[Contour labeling items]
* * *

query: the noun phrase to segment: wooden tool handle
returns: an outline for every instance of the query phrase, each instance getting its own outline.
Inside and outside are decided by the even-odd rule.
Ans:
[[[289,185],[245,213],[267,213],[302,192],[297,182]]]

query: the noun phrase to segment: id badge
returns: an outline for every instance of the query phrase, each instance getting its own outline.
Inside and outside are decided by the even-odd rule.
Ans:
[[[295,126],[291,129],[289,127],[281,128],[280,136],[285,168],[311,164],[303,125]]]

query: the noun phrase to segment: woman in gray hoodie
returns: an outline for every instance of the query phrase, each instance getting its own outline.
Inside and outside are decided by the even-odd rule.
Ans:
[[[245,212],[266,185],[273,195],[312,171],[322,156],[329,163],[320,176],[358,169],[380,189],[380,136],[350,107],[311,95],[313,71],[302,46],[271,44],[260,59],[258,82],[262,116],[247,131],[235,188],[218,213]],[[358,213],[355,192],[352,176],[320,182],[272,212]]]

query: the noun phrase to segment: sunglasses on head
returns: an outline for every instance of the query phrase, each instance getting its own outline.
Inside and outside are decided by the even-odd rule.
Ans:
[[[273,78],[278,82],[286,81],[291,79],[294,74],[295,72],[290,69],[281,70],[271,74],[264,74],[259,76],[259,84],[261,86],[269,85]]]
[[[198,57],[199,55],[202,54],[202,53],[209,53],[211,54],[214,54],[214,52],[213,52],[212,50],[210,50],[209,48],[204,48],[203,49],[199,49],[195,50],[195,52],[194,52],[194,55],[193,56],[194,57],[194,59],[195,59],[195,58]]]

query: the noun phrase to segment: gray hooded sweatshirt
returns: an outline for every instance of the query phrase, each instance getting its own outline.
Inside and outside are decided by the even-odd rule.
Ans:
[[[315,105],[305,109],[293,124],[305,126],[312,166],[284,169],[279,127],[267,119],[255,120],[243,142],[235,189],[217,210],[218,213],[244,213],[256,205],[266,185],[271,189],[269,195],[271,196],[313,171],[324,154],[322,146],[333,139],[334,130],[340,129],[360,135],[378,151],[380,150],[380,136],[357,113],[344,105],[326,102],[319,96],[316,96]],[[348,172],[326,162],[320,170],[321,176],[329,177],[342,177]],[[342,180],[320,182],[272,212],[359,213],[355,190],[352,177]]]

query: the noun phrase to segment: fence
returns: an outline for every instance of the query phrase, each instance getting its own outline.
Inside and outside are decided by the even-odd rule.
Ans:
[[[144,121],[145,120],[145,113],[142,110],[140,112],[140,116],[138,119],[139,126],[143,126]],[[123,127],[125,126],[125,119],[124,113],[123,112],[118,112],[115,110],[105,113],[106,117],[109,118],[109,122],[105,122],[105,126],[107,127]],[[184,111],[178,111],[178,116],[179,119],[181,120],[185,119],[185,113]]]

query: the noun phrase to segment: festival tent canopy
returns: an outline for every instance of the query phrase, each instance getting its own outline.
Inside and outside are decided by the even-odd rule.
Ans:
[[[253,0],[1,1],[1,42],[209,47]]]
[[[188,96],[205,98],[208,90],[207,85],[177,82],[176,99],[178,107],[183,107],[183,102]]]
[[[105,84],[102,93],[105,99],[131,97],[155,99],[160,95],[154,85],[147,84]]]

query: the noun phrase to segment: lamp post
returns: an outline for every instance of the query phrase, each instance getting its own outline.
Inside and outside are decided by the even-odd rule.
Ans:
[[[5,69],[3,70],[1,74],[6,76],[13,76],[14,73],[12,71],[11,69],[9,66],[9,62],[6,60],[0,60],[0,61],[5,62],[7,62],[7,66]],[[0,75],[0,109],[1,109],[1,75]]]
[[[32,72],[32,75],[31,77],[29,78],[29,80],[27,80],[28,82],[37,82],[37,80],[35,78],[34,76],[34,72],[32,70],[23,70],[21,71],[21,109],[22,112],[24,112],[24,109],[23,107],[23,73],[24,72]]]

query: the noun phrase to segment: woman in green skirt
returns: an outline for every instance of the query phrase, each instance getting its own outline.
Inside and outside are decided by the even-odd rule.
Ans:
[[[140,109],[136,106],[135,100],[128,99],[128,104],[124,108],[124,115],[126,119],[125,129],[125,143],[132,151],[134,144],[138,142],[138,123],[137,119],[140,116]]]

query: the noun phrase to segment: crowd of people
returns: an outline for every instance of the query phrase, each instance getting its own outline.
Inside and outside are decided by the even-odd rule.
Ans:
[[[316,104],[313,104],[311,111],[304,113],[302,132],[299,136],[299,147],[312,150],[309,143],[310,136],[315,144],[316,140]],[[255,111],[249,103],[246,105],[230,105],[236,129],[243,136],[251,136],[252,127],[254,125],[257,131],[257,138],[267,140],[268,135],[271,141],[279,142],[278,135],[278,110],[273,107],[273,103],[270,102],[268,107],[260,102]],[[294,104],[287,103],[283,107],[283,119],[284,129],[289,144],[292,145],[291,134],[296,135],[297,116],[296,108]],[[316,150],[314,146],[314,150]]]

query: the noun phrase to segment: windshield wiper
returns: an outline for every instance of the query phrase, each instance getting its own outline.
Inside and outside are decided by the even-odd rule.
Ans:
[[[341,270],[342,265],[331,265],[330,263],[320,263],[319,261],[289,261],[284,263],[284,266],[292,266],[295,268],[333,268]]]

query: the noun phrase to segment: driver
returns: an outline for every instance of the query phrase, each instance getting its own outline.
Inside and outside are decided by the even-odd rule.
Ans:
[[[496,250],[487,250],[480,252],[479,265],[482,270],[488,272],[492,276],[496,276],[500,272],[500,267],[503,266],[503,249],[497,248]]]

* * *

PROBLEM REQUIREMENTS
Reproduce all of the data above, line for line and without any changes.

EXERCISE SOLUTION
query: the noun phrase to segment: wooden tool handle
returns: an outline for every instance of the query phrase, each instance getting its own outline.
Inside and outside are decided by the even-odd rule.
Ans:
[[[289,185],[245,213],[267,213],[302,192],[297,182]]]

query: the noun phrase to segment: id badge
returns: an outline for every instance of the query phrase, each instance getting its own outline.
Inside and outside are decided by the even-odd rule.
Ans:
[[[295,126],[291,129],[289,127],[281,128],[280,136],[285,168],[311,164],[303,125]]]

query: the noun phrase to segment: woman in gray hoodie
returns: an outline for every instance of the query phrase, each instance getting its own outline.
Inside and outside are decided by the even-odd rule.
Ans:
[[[245,212],[266,185],[273,195],[312,171],[322,156],[329,163],[320,176],[358,169],[380,189],[380,136],[350,107],[311,95],[313,71],[302,46],[271,44],[260,59],[258,82],[262,116],[247,131],[235,188],[218,213]],[[358,213],[355,192],[352,176],[320,182],[272,212]]]

query: the noun phrase to segment: sunglasses on head
returns: an outline for every instance of the query phrase, each instance getting its own outline.
Inside and outside are decided by the even-odd rule.
Ans:
[[[273,78],[278,82],[286,81],[291,79],[294,74],[295,72],[290,69],[281,70],[271,74],[264,74],[259,76],[259,84],[261,86],[269,85]]]
[[[198,57],[199,55],[202,54],[202,53],[209,53],[211,54],[214,54],[214,52],[213,52],[212,50],[210,50],[209,48],[204,48],[203,49],[199,49],[195,50],[195,52],[194,52],[194,55],[193,56],[194,57],[194,59],[195,59],[195,58]]]

query: the noun phrase to segment: gray hooded sweatshirt
returns: an outline for every instance of the query phrase, each instance getting its own outline.
Inside and outside are decided by the even-odd rule.
Ans:
[[[315,105],[305,109],[293,124],[305,126],[312,166],[284,169],[279,127],[267,119],[255,120],[243,142],[235,189],[217,210],[218,213],[244,213],[256,205],[266,185],[271,189],[269,195],[271,196],[313,171],[324,154],[322,146],[333,139],[334,130],[340,129],[360,135],[378,151],[380,150],[380,136],[357,113],[344,105],[326,102],[319,96],[316,96]],[[348,172],[326,162],[320,170],[321,176],[329,177],[342,177]],[[342,180],[320,182],[272,212],[359,213],[355,190],[352,177]]]

query: the noun phrase to segment: fence
returns: an outline for every instance of the query phrase, each instance getting its own outline.
Inside and outside are decided by the even-odd rule.
Ans:
[[[144,121],[145,120],[145,113],[142,110],[140,112],[140,116],[138,119],[139,126],[143,126]],[[123,127],[125,126],[125,119],[124,113],[123,112],[118,112],[115,110],[105,113],[106,117],[109,118],[109,122],[105,122],[105,126],[107,127]],[[184,111],[178,111],[178,116],[179,119],[181,120],[185,119],[185,113]]]

query: the noun phrase to segment: festival tent canopy
returns: an outline for every instance of the query phrase, each instance getting its own outline.
Inside and outside are decided by the even-odd rule.
Ans:
[[[253,0],[1,1],[1,42],[209,47]]]
[[[188,96],[205,98],[208,90],[207,85],[177,82],[176,99],[178,107],[183,107],[183,102]]]
[[[105,84],[102,93],[105,99],[131,97],[155,99],[160,95],[154,85],[147,84]]]

query: the noun phrase to segment: lamp post
returns: an outline for every instance of the query phrase, each instance getting its own outline.
Inside and outside are decided by the even-odd rule.
Ans:
[[[5,69],[3,70],[1,74],[6,76],[13,76],[14,73],[12,71],[11,69],[9,66],[9,62],[6,60],[0,60],[0,61],[5,62],[7,62],[7,66]],[[0,75],[0,109],[1,109],[1,75]]]
[[[32,72],[32,75],[31,77],[29,78],[29,80],[27,80],[28,82],[37,82],[37,80],[35,78],[34,76],[34,72],[32,70],[23,70],[21,71],[21,109],[22,112],[24,112],[24,109],[23,107],[23,73],[24,72]]]

query: the noun phrase to segment: woman in green skirt
returns: an outline for every instance of the query phrase, each instance getting its own outline.
Inside and outside are decided by the even-odd rule.
Ans:
[[[140,109],[136,106],[135,100],[128,99],[128,104],[124,108],[124,115],[126,119],[125,129],[125,143],[132,151],[134,144],[138,142],[138,123],[137,119],[140,116]]]

query: the noun phrase to segment: crowd of people
returns: an outline for every instance of the query phrase, each instance getting its own outline.
Inside and outside are decided by the even-odd rule.
Ans:
[[[316,104],[313,104],[311,111],[304,113],[302,132],[299,136],[299,147],[312,150],[309,143],[310,136],[315,144],[316,140]],[[255,111],[249,103],[246,105],[230,105],[236,129],[243,136],[251,136],[252,127],[254,125],[257,131],[257,138],[267,140],[268,135],[271,141],[279,142],[278,135],[278,110],[273,107],[273,103],[270,102],[268,107],[260,102]],[[294,104],[287,103],[283,107],[283,119],[284,129],[289,144],[292,145],[291,134],[296,135],[297,116],[296,108]],[[316,150],[314,146],[314,150]]]

query: the noun phrase to segment: windshield wiper
returns: an outline for every instance of the query phrase, each instance getting its own outline.
Inside and outside are decided by the even-odd rule.
Ans:
[[[341,270],[342,265],[331,265],[330,263],[320,263],[319,261],[289,261],[284,263],[284,266],[292,266],[295,268],[333,268]]]

query: the noun phrase to segment: driver
returns: an outline for every instance of the query phrase, each instance getting its own outline.
Inside and outside are decided by the even-odd rule.
Ans:
[[[496,250],[487,250],[480,252],[479,265],[482,270],[488,272],[492,276],[496,276],[500,272],[500,267],[503,266],[503,249],[497,248]]]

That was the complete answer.